_TEXT_

>>

Despite the lingering pain of COVID-19, Georgia’s economy has been growing solidly and metro Atlanta is on track to add 77,900 jobs this year, more than two-thirds of the state’s growth, according to a prominent local forecaster.

That growth should return the region to its pre-pandemic level of jobs in the next several months, said Rajeev Dhawan, director of the Georgia State Economic Forecasting Center, during the organization’s quarterly conference Wednesday.

While still afflicting thousands of people, the coronavirus that caused massive disruption in 2020 is no longer the largest economic concern, even if variants cause “wobbles” along the way, he said. “The virus is still with us and it’s going to make our behavior go up and down.”

Atlanta represents the lion’s share of Georgia’s economy and the state’s trajectory is largely dependent on the same factors shaping the national outlook: inflation, interest rates, energy prices, the stock market and the availability of workers, he said. “The pre-pandemic headaches are back.”

Plus one big potential addition: Russia’s invasion of Ukraine, which would send fuel prices even higher and could upend financial markets after stock prices rose through much of the pandemic.

Most of the Atlanta economy has boomed, but jobs are still lacking in the sectors that took the hardest hit from COVID-19, mainly the businesses that rely on in-person spending and travel. Leisure and hospitality is still tens of thousands of jobs shy of its pre-pandemic level.

<<

_WORK INSTRUCTION 1_
Rewrite the Georgia economic forecast article starting with "Atlanta represents the" and going on through "its pre-pandemic level.", changing "interest rates" to "borrowing costs".
_WORK INSTRUCTION 2_
According to the Georgia economic forecast article, how many jobs is metro Atlanta on track to add this year?
_WORK INSTRUCTION 3_
Continue the Georgia economic forecast article from the point at which it stops.

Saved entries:
>>

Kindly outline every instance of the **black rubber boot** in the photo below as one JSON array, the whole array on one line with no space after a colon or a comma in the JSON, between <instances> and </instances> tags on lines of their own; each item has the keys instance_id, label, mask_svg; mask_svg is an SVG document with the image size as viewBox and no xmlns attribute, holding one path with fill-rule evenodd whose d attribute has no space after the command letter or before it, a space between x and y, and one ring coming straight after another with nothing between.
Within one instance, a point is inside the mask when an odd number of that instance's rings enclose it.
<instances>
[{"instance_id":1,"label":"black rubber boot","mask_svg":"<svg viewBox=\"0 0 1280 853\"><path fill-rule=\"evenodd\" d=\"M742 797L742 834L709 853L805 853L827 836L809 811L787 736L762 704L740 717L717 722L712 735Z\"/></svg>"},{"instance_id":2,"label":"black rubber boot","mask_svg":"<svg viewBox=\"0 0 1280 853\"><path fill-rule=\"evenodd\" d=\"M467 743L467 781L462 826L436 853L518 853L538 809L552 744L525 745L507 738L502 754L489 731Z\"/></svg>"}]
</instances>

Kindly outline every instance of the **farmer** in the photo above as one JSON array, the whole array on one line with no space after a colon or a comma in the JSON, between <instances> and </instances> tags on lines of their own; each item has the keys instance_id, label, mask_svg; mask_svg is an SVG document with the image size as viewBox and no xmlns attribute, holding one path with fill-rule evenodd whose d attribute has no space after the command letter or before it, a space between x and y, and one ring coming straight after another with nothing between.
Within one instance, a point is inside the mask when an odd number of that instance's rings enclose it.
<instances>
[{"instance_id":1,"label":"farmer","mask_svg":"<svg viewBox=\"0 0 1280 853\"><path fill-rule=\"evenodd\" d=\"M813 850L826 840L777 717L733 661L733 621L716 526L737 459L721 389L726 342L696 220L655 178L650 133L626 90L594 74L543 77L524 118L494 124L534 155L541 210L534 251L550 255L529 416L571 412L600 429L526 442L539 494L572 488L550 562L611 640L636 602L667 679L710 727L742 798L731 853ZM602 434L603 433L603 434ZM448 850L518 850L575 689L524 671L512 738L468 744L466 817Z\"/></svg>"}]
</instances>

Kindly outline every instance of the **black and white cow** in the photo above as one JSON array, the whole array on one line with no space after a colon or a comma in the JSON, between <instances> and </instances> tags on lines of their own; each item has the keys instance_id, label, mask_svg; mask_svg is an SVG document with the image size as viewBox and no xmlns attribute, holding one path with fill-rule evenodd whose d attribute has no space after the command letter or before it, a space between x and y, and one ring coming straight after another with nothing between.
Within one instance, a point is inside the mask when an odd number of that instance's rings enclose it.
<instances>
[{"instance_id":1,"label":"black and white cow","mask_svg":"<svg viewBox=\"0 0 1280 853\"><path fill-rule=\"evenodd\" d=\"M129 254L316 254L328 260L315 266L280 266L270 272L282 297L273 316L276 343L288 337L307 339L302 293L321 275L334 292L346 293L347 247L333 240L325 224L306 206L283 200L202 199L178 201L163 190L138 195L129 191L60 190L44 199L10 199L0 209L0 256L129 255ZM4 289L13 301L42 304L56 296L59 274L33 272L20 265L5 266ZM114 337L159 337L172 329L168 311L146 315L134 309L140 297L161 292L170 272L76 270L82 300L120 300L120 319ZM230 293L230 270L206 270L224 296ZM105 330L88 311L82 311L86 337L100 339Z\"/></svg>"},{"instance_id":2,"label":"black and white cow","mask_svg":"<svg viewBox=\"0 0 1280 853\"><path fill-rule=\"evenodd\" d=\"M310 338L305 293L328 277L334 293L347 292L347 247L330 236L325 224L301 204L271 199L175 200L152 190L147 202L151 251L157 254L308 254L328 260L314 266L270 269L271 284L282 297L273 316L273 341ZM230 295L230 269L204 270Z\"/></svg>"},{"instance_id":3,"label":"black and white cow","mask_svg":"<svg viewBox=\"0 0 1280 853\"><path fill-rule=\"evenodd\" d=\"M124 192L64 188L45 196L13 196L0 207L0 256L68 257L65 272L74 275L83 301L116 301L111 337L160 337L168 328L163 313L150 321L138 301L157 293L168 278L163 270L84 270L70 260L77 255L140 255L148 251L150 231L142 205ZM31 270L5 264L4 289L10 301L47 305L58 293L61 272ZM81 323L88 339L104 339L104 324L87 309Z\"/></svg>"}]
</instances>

<<

_ANSWER BOX 1_
Atlanta represents the lion’s share of Georgia’s economy and the state’s trajectory is largely dependent on the same factors shaping the national outlook: inflation, borrowing costs, energy prices, the stock market and the availability of workers, he said. “The pre-pandemic headaches are back.”

Plus one big potential addition: Russia’s invasion of Ukraine, which would send fuel prices even higher and could upend financial markets after stock prices rose through much of the pandemic.

Most of the Atlanta economy has boomed, but jobs are still lacking in the sectors that took the hardest hit from COVID-19, mainly the businesses that rely on in-person spending and travel. Leisure and hospitality is still tens of thousands of jobs shy of its pre-pandemic level.

_ANSWER BOX 2_
77,900 jobs

_ANSWER BOX 3_
Still, overall gains in metro Atlanta since the start of the pandemic have been stronger than the national average. That is largely because metro Atlanta continues to reap benefits from its attractiveness as a warmer, lower-cost location than most of the nation’s large northern cities, Dhawan said.

The region keeps drawing workers, which adds to incomes and bolsters housing values — good for property owners, less positive for potential buyers competing for increasingly scarce listings.

“You can’t have 20% home price gains every year,” Dhawan said. “What about the person buying the house from you, the question is about income creation: Do they have the money?”

Yet Atlanta’s overall economic health is tied to the national picture.

Consumer spending could be chilled by higher interest rates, which raise credit card and mortgage costs. The Federal Reserve has all but promised to raise raises in an effort to undercut inflation, which last year hit a 40-year high, with Atlanta seeing the highest increases.

Dhawan predicted that the Fed will modestly lift short-term rates three times starting next month.

However, Fed officials’ public statements have left room for a course change if circumstances shift, and the most immediate economic threat could be fallout from a Russian invasion of Ukraine, Dhawan said.

There’s no sign yet of disruption on global energy markets, but with Russia accounting for more than one-eighth of the world’s oil output, a deepening crisis could send oil prices much higher.

“For us, what matters is the price of gas in the tank,” he said. “If you take 10 million barrels of oil out of the market, there is no one in the world who can replace that.”

One upside of higher oil prices would be to persuade the Federal Reserve that it’s not necessary to aggressively raise interest rates, Dhawan said.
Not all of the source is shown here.